**READING PASSAGE**
Like, why does it have this shadowy title if we have a television show devoted to this event?
Right.
And also, doesn't it just beg the question of, I mean, is the day prior to illegal tampering,
the beginning of legal tampering period, the formal illegal tampering period?
And if so, is the illegal tampering period worthy of a show of its own?
That should be a show.
Yeah.
We got Rapsheet and Tom Pelliserro given the latest on the illegal tampering period.
Wouldn't you watch a show that was just the illegal tampering period?
watch a show that was just the illegal tampering period and it was just like a weekly show of just
blurred faces and distorted voices making making deals and you end the names are all bleeped out so
you have to sort of put two and two together. It's like, oh, a free agent running back. Oh, look out.
Let me think. Four years, 17 million. Who's worth that? Yeah. I like that idea. I was searching
for the dates today to make sure I had them right. And I found an explainer on NFL
dot com titled what is the legal tampering period.
So I'm going to make a suggestion.
What if we called this week free agency?
And once an hour, Rich Eisen or whoever's at the helm of the ship just said, you know what?
Contracts aren't official till Wednesday.

**DATA**
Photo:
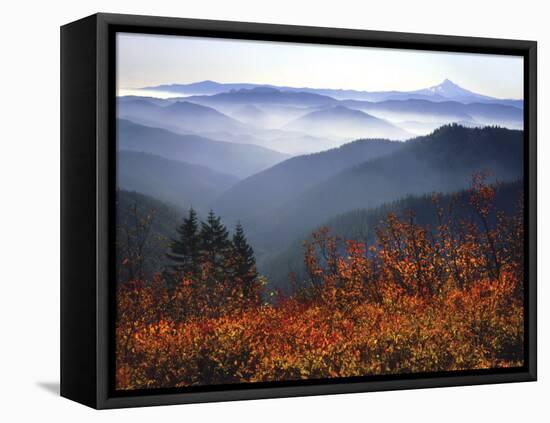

**SHORT PROBLEM A**
In the transcript, what was the title of the explainer found on NFL dot com?
**SHORT PROBLEM B**
Transcribe the transcript between "And if so, is" and "the illegal tampering period?", inclusive.
Use only the transcript, not the data.

**FULL OUTPUT A**
It was titled "what is the legal tampering period."

**FULL OUTPUT B**
And if so, is the illegal tampering period worthy of a show of its own?
That should be a show.
Yeah.
We got Rapsheet and Tom Pelliserro given the latest on the illegal tampering period.
Wouldn't you watch a show that was just the illegal tampering period?